Request »
Pick out and copy every line of the material below that contains the string "shutter". Case counts.

Data provided »

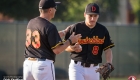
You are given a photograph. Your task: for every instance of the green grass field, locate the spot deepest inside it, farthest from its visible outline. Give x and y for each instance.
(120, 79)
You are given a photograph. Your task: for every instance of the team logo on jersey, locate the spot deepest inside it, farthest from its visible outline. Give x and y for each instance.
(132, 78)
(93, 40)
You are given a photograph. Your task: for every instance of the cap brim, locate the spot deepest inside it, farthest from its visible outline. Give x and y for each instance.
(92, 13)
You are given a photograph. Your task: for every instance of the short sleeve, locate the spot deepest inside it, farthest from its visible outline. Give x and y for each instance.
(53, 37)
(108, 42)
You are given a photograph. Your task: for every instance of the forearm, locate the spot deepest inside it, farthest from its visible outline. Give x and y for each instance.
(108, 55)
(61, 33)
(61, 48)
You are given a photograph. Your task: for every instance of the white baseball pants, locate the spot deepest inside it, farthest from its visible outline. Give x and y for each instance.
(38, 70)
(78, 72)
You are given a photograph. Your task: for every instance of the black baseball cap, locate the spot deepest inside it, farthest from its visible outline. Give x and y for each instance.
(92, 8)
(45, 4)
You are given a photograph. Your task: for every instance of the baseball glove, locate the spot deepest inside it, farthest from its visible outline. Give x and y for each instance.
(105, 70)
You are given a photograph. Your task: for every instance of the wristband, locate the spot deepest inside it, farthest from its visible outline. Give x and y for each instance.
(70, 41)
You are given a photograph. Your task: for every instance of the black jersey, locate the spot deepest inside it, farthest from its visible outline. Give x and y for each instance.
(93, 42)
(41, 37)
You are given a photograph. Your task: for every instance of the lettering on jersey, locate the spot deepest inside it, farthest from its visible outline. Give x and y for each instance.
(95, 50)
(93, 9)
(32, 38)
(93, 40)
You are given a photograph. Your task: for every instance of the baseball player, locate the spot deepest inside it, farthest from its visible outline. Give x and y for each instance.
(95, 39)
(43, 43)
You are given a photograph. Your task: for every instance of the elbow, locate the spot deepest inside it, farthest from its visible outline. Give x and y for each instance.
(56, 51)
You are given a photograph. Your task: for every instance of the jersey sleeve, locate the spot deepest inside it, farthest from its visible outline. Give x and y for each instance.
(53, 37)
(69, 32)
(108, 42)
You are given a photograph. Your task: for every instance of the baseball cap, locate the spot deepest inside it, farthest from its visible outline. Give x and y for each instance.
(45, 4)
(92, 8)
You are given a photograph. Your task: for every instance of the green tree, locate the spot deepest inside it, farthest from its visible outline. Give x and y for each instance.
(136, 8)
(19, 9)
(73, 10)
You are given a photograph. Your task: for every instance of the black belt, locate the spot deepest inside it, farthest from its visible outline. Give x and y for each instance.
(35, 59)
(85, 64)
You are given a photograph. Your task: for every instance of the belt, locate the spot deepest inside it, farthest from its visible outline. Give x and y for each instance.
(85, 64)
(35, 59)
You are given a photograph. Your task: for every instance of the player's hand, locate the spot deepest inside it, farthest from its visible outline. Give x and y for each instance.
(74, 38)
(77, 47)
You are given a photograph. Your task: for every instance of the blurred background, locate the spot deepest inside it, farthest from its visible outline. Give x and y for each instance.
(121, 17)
...
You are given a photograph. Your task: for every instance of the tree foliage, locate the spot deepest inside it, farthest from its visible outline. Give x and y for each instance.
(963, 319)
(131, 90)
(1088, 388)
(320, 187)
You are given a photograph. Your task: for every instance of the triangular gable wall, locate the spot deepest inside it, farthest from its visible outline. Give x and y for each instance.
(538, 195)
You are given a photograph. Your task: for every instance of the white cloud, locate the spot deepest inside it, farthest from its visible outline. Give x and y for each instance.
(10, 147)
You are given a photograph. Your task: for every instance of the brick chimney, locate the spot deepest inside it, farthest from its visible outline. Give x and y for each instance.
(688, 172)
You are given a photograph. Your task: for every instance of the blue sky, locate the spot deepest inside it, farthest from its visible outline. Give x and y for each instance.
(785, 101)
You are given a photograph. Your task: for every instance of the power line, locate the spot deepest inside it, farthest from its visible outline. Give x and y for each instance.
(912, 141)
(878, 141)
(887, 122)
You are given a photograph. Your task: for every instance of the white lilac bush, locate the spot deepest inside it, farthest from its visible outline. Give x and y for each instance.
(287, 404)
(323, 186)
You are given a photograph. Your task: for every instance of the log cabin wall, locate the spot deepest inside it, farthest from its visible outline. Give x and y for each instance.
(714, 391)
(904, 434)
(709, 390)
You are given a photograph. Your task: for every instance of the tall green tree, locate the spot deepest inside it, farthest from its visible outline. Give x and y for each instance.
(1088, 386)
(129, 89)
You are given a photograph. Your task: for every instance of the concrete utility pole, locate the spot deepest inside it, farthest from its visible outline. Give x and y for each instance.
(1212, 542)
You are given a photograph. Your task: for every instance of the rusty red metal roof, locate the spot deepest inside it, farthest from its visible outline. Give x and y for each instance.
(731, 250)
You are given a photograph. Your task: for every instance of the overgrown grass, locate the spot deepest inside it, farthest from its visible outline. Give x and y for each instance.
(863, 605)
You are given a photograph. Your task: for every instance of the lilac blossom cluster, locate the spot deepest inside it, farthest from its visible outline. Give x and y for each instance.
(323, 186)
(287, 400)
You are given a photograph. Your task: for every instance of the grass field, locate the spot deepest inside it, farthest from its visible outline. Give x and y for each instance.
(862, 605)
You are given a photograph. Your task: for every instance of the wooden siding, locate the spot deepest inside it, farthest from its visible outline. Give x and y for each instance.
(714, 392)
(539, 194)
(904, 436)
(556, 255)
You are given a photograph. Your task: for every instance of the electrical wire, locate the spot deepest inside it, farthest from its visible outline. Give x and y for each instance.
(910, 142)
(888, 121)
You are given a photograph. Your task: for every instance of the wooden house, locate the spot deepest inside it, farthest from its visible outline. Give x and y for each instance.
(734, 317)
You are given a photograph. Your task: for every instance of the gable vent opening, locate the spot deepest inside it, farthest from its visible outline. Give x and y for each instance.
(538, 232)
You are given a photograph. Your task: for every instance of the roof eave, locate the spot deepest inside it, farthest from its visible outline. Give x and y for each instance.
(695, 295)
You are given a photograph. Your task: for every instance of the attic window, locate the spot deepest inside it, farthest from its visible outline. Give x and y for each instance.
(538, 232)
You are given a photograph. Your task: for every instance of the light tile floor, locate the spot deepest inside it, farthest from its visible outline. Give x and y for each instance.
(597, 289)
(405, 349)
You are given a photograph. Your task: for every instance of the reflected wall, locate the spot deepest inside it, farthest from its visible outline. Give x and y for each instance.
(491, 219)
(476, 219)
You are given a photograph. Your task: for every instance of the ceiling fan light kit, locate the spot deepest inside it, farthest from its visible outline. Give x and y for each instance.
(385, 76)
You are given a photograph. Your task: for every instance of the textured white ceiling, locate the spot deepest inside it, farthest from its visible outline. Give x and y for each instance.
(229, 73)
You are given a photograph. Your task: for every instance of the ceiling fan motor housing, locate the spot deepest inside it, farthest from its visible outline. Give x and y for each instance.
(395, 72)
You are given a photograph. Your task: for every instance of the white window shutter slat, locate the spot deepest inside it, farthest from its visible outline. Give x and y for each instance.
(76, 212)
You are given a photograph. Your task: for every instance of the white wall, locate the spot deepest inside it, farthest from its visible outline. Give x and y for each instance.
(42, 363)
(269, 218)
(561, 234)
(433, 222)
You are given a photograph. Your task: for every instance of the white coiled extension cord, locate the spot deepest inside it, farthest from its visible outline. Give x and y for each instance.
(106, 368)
==
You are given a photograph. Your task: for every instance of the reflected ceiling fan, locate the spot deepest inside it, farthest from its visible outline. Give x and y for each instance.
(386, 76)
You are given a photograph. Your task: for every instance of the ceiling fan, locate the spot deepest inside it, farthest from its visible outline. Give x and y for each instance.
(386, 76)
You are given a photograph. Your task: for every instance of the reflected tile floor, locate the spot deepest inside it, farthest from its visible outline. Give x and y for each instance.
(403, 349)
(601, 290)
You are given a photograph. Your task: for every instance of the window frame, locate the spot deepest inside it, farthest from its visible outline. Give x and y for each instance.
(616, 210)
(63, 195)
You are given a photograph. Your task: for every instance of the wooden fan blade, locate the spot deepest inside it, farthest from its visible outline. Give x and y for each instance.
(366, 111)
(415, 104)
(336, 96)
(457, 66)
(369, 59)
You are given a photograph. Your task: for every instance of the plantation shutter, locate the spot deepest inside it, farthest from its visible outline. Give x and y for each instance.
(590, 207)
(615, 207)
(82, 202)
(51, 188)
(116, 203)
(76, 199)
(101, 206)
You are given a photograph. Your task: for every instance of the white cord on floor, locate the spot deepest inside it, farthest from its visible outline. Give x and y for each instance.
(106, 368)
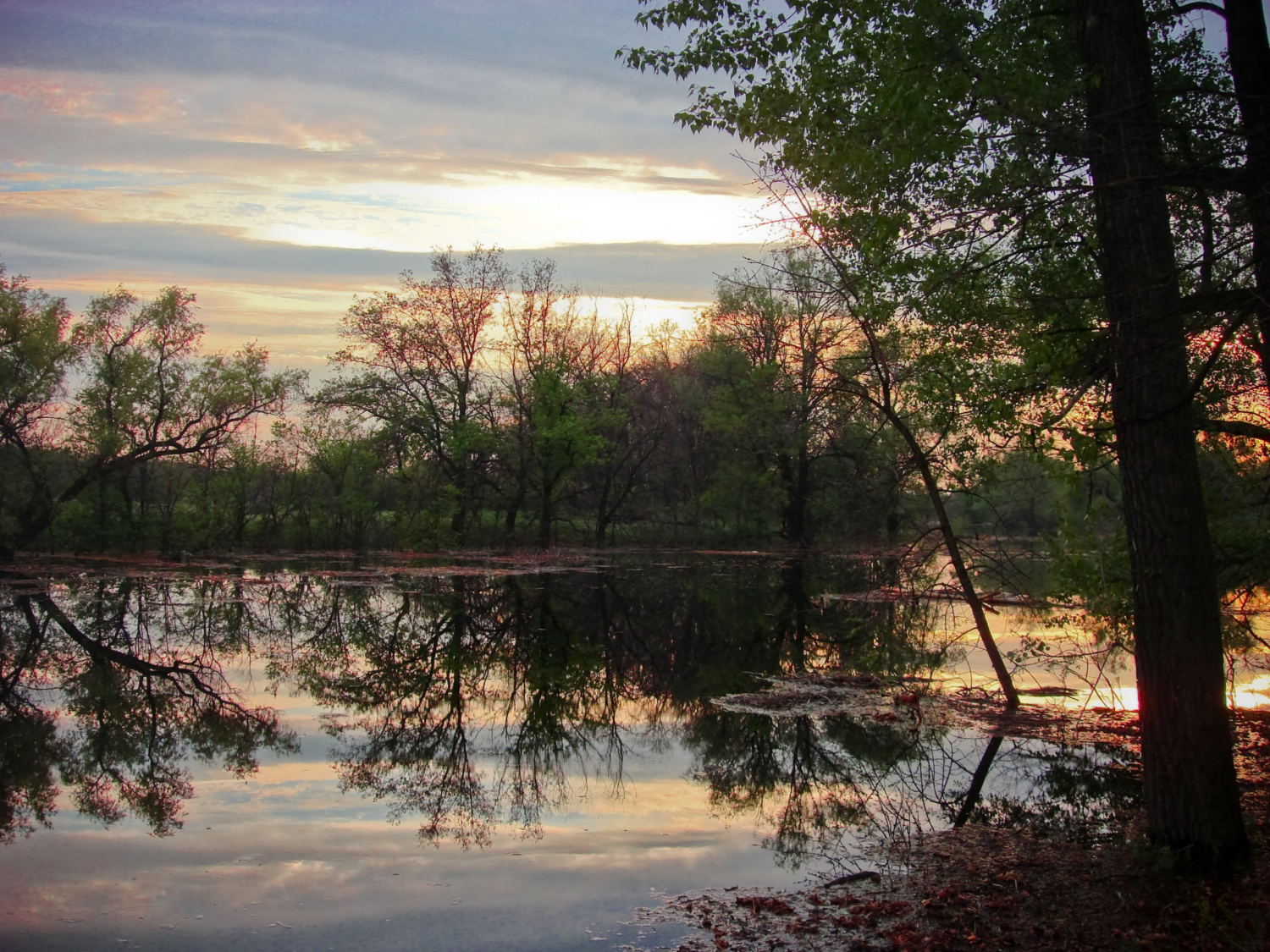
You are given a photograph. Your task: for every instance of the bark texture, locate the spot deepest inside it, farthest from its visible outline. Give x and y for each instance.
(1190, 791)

Answer in full »
You are given a photograph. Your task: for every instance of the white window shutter slat, locate the spot deepest inside it, farthest from its visible outline. Give x and y for each instance.
You are given a photograph. Your task: for every instance of the plantation shutter, locate the spot deepest inside it, farthest from its visible outline. Give x and y for each instance.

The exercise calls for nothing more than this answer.